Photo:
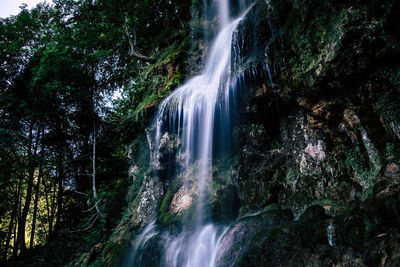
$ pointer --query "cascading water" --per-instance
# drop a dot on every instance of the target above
(189, 113)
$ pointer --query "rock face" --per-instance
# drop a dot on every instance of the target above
(316, 156)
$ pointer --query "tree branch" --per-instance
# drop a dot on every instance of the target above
(133, 50)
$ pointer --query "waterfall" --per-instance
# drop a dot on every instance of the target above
(189, 114)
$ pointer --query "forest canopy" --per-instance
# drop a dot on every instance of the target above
(62, 135)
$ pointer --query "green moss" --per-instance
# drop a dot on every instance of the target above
(166, 218)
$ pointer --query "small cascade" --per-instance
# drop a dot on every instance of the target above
(191, 114)
(140, 241)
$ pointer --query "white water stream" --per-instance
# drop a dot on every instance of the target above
(190, 111)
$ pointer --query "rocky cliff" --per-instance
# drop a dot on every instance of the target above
(314, 173)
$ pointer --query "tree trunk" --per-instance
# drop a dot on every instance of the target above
(132, 43)
(13, 215)
(28, 198)
(37, 187)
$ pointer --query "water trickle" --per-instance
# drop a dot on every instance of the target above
(190, 114)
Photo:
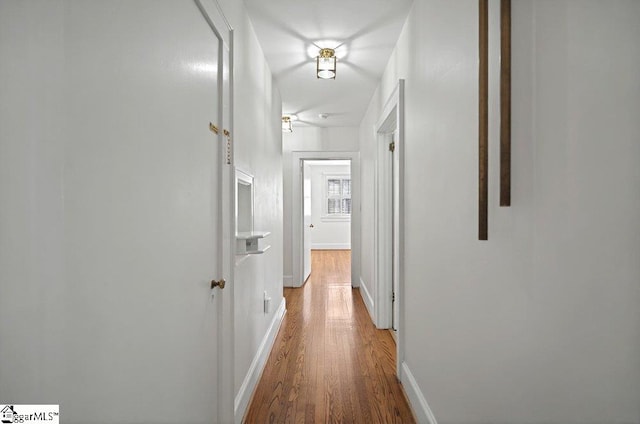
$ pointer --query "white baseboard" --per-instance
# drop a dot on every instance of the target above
(257, 365)
(331, 246)
(368, 300)
(417, 401)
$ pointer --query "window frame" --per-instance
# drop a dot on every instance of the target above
(336, 217)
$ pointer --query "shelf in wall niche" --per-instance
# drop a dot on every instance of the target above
(251, 242)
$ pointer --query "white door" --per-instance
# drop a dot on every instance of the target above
(395, 190)
(143, 198)
(306, 221)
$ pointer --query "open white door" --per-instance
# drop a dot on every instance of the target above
(224, 175)
(307, 224)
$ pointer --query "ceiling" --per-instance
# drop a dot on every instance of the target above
(363, 34)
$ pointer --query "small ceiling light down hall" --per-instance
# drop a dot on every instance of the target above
(286, 124)
(326, 64)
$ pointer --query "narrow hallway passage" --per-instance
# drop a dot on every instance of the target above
(329, 362)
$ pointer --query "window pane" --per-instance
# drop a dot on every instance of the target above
(346, 188)
(333, 187)
(333, 206)
(346, 206)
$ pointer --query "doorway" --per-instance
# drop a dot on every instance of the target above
(299, 228)
(327, 207)
(388, 217)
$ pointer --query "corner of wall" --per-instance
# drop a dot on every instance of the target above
(417, 401)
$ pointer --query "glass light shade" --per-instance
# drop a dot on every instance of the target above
(326, 64)
(286, 124)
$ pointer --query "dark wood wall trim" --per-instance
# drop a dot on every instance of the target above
(483, 118)
(505, 103)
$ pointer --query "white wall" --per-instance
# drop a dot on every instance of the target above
(541, 323)
(310, 139)
(99, 193)
(327, 234)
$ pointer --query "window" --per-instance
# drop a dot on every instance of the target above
(338, 197)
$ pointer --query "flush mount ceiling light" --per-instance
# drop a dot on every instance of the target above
(286, 124)
(326, 64)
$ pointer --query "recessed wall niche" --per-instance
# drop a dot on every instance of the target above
(248, 241)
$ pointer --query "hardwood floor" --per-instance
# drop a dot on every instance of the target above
(329, 362)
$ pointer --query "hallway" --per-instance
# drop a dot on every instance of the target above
(329, 362)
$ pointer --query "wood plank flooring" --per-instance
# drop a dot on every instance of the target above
(329, 363)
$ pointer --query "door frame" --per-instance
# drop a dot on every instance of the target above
(297, 260)
(391, 119)
(214, 16)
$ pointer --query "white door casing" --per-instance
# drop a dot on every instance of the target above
(297, 219)
(389, 220)
(307, 223)
(226, 221)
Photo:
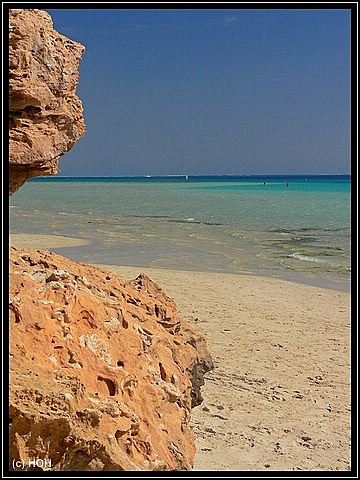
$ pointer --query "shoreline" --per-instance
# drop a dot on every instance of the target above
(279, 395)
(58, 242)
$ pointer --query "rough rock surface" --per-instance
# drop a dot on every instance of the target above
(45, 114)
(103, 372)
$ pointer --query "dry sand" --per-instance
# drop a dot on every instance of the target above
(279, 395)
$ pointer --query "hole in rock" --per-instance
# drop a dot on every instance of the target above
(162, 371)
(110, 385)
(125, 323)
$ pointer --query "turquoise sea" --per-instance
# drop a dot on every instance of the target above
(291, 227)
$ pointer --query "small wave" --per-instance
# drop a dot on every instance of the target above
(304, 258)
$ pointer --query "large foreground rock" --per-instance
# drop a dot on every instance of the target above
(45, 114)
(103, 372)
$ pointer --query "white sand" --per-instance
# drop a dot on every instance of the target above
(278, 397)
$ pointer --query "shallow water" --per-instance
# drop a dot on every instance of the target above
(299, 231)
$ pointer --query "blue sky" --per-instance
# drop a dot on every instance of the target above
(217, 91)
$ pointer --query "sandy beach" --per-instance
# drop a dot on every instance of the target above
(279, 395)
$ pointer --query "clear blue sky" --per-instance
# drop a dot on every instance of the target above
(211, 91)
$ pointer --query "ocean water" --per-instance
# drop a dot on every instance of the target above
(292, 227)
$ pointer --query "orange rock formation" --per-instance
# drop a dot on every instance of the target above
(103, 372)
(45, 114)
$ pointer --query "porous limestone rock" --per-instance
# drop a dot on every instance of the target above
(46, 116)
(103, 372)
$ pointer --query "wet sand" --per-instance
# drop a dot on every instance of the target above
(279, 395)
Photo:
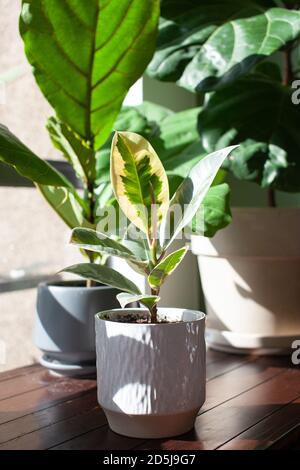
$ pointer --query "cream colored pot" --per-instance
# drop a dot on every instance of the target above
(250, 275)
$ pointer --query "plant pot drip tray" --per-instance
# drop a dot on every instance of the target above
(239, 343)
(71, 370)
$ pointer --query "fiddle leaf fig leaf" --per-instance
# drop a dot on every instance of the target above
(190, 194)
(204, 45)
(104, 275)
(163, 269)
(258, 113)
(139, 181)
(66, 205)
(86, 55)
(14, 153)
(147, 300)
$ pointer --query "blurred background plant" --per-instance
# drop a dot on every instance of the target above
(240, 57)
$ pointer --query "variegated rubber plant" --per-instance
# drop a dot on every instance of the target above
(141, 188)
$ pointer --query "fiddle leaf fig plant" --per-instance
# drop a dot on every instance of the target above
(141, 189)
(85, 55)
(241, 57)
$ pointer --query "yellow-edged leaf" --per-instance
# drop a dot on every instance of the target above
(139, 181)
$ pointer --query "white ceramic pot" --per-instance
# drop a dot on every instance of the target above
(151, 377)
(250, 274)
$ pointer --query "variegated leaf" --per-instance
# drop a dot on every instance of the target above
(139, 181)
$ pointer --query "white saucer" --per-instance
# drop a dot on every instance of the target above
(239, 343)
(71, 370)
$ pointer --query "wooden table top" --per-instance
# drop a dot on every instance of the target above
(252, 403)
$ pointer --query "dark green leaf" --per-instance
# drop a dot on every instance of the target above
(165, 268)
(214, 213)
(204, 46)
(259, 114)
(86, 55)
(190, 194)
(66, 205)
(91, 240)
(16, 154)
(104, 275)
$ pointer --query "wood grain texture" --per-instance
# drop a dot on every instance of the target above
(252, 403)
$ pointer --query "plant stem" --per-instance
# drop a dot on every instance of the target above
(271, 197)
(91, 200)
(288, 69)
(153, 311)
(91, 256)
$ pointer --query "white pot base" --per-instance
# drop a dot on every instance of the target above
(238, 343)
(151, 426)
(59, 369)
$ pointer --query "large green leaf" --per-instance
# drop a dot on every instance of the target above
(214, 213)
(139, 181)
(91, 240)
(174, 137)
(190, 194)
(76, 151)
(205, 45)
(259, 114)
(165, 268)
(147, 300)
(16, 154)
(104, 275)
(86, 55)
(66, 205)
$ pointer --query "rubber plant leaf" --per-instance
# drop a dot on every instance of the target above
(139, 181)
(104, 275)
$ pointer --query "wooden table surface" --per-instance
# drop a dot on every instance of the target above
(252, 403)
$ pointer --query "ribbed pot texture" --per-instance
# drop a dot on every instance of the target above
(151, 377)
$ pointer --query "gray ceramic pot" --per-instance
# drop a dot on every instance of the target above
(64, 328)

■ **ABOUT THIS TASK**
An exact copy of every entry, minus the pictures, is what you should return.

■ **ANSWER BOX**
Photo:
$ pointer --query "cascading water" --per-instance
# drop a dot on every instance of the target above
(189, 113)
$ pointer --query "rock face" --per-instance
# drop a dot on every instance of the target above
(316, 156)
$ pointer --query "tree branch" --per-instance
# drop a dot on every instance of the target above
(133, 50)
$ pointer --query "waterfall" --per-instance
# drop a dot on every instance of the target above
(189, 114)
$ pointer --query "forest canopy" --per-instance
# drop a dot on every instance of the target above
(62, 135)
$ pointer --query "green moss" --per-instance
# drop a dot on every instance of the target above
(166, 218)
$ pointer --query "small cascade" --per-instance
# drop a dot on every instance of the target above
(191, 114)
(140, 241)
$ pointer --query "white water stream" --per-instance
# drop a dot on every instance of the target above
(190, 111)
$ pointer --query "rocky cliff" --per-instance
# drop a dot on every instance of the target above
(314, 173)
$ pointer --query "tree trunk" --per-instance
# drop a dot on every instance of the target above
(132, 43)
(13, 215)
(28, 198)
(37, 187)
$ pointer --query "water trickle" --per-instance
# drop a dot on every instance of the target above
(190, 114)
Photo:
$ pointer --query "white baseboard" --per-instance
# drop a dot on every instance of the target above
(257, 365)
(331, 246)
(368, 300)
(417, 401)
$ pointer --query "window frame" --per-instance
# drop a dot on every instance of the target above
(336, 217)
$ pointer --query "shelf in wall niche" --per-instance
# drop a dot on every instance of the target above
(251, 242)
$ pointer --query "white door" --per-instance
# drop a dot on every instance of the target above
(395, 190)
(143, 198)
(306, 221)
$ pointer --query "open white door" --per-instance
# drop a dot on every instance of the target above
(224, 175)
(307, 224)
$ pointer --query "ceiling" --per-instance
# drop a dot on every instance of the target above
(363, 34)
$ pointer --query "small ceiling light down hall" --per-instance
# drop a dot on every instance of the target above
(286, 124)
(326, 64)
$ pointer --query "narrow hallway passage" --per-instance
# drop a dot on every instance of the target above
(329, 362)
$ pointer --query "window pane" --per-instance
# drop a dot on every instance of the target above
(346, 188)
(333, 187)
(333, 206)
(346, 206)
$ pointer --query "doorway" --per-instance
# drop a dot on every instance of the target above
(299, 228)
(327, 207)
(388, 217)
$ pointer --query "corner of wall" --per-instance
# drop a dot on every instance of the target above
(417, 401)
$ pointer --query "glass light shade" --per-instance
# drop a dot on every instance of the target above
(326, 64)
(286, 124)
$ pointer --query "dark wood wall trim" --per-instance
# drop a dot on every instance of the target above
(483, 118)
(505, 103)
$ pointer --query "white wall" --per-instance
# drop a dot on every instance of the target above
(541, 323)
(310, 139)
(99, 193)
(327, 234)
$ pointer --query "window" --per-instance
# drop a dot on every instance of the target above
(338, 197)
$ pointer --query "flush mount ceiling light" --per-instance
# drop a dot on every instance of the target above
(286, 124)
(326, 64)
$ pointer --query "recessed wall niche" --per-instance
# drop a dot on every instance of the target above
(248, 241)
$ pointer --query "hardwood floor" --per-instance
# drop a dot on every instance of the target above
(329, 362)
$ pointer --query "hallway" --per-instance
# drop a dot on every instance of the target above
(329, 362)
$ pointer --query "wood plank flooring" --per-instance
# drop a dot on every instance of the target above
(329, 363)
$ pointer --query "door frame" --per-instance
# drop a dot on every instance of the target above
(297, 260)
(391, 119)
(214, 16)
$ pointer --query "white door casing" --per-instance
# drop a dot on every instance of the target above
(297, 219)
(389, 220)
(307, 223)
(226, 221)
Photo:
$ pointer --query "shoreline" --per-instance
# drop a dot on every instance of the target above
(279, 395)
(58, 242)
$ pointer --query "rough rock surface" --per-instance
# drop a dot on every instance of the target above
(45, 114)
(103, 372)
$ pointer --query "dry sand" --per-instance
# drop a dot on every instance of the target above
(279, 395)
$ pointer --query "hole in rock" --per-instance
# drop a dot on every instance of the target above
(162, 371)
(110, 385)
(125, 323)
$ pointer --query "turquoise sea" --per-instance
# drop a dot on every instance of the target above
(291, 227)
$ pointer --query "small wave" --per-instance
# drop a dot on every instance of the target above
(304, 258)
$ pointer --query "large foreground rock" --per-instance
# drop a dot on every instance of the target above
(45, 114)
(103, 372)
$ pointer --query "white sand" --per-instance
# drop a dot on every instance of the target above
(278, 397)
$ pointer --query "shallow water" --per-instance
# drop a dot on every instance of the target above
(299, 231)
$ pointer --query "blue sky" --per-instance
# drop a dot on every instance of the target above
(217, 91)
$ pointer --query "sandy beach" --per-instance
# drop a dot on every instance of the target above
(279, 395)
$ pointer --query "clear blue sky" --per-instance
# drop a dot on every instance of the target above
(211, 91)
$ pointer --query "ocean water" --per-instance
# drop a dot on every instance of the target above
(292, 227)
$ pointer --query "orange rock formation" --per-instance
# drop a dot on every instance of the target above
(103, 372)
(45, 114)
$ pointer --query "porous limestone rock" --per-instance
# drop a dot on every instance of the target above
(46, 116)
(103, 372)
$ pointer --query "wet sand" --per-instance
# drop a dot on every instance of the target above
(279, 395)
Photo:
$ pointer --query "cream colored pot" --per-instance
# drop a dot on every instance of the target above
(250, 275)
$ pointer --query "plant pot drip tray" --per-instance
# drop a dot on every instance of the target above
(239, 343)
(71, 370)
$ pointer --query "fiddle leaf fig leaf" --per-instance
# drop a dot on every instance of the target above
(190, 194)
(204, 45)
(104, 275)
(163, 269)
(258, 113)
(139, 181)
(66, 205)
(86, 55)
(14, 153)
(147, 300)
$ pointer --query "blurred background plant" --per-instance
# drop a dot on every instance of the target above
(240, 57)
$ pointer --query "variegated rubber plant" --per-instance
# drop a dot on every instance of the target above
(141, 188)
$ pointer --query "fiddle leaf fig plant" --per-instance
# drop a dot on every instance of the target above
(141, 189)
(85, 55)
(241, 57)
$ pointer --query "yellow-edged leaf" --per-instance
# drop a dot on every instance of the target above
(139, 181)
$ pointer --query "white ceramic pot" --per-instance
# drop a dot on every instance of the target above
(151, 377)
(250, 274)
$ pointer --query "variegated leaf" --per-instance
# drop a dot on every instance of the target above
(139, 181)
$ pointer --query "white saucer" --per-instance
# drop a dot on every instance of the target above
(239, 343)
(71, 370)
$ pointer --query "wooden table top" --per-instance
# drop a dot on every instance of the target above
(252, 403)
$ pointer --query "dark green leaf" --per-instance
# drop a dot on every instance of the target above
(165, 268)
(214, 213)
(204, 46)
(259, 114)
(86, 55)
(190, 194)
(66, 205)
(91, 240)
(16, 154)
(104, 275)
$ pointer --query "wood grain texture" --per-instance
# drop a dot on every instance of the target above
(252, 403)
$ pointer --query "plant stem" --per-instance
# drop a dot on every instance of the target above
(271, 197)
(91, 200)
(288, 69)
(153, 311)
(91, 256)
$ pointer --query "white pot base" --per-instance
# drop a dot on every instance of the target above
(238, 343)
(151, 426)
(59, 369)
$ pointer --query "large green leaf" --per-instance
# drop a dot on every instance of the target above
(214, 213)
(139, 181)
(91, 240)
(174, 137)
(190, 194)
(76, 151)
(205, 45)
(259, 114)
(165, 268)
(147, 300)
(16, 154)
(104, 275)
(86, 55)
(66, 205)
$ pointer --query "rubber plant leaf" --per-instance
# drop a dot on every instance of the target above
(139, 181)
(104, 275)
$ pointer --query "wooden table surface" --per-instance
# drop a dot on every instance of the target above
(252, 403)
$ pointer --query "ribbed pot texture" --per-instance
# drop a dot on every instance of the target above
(151, 377)
$ pointer --query "gray ceramic pot" --per-instance
# drop a dot on every instance of the target above
(64, 328)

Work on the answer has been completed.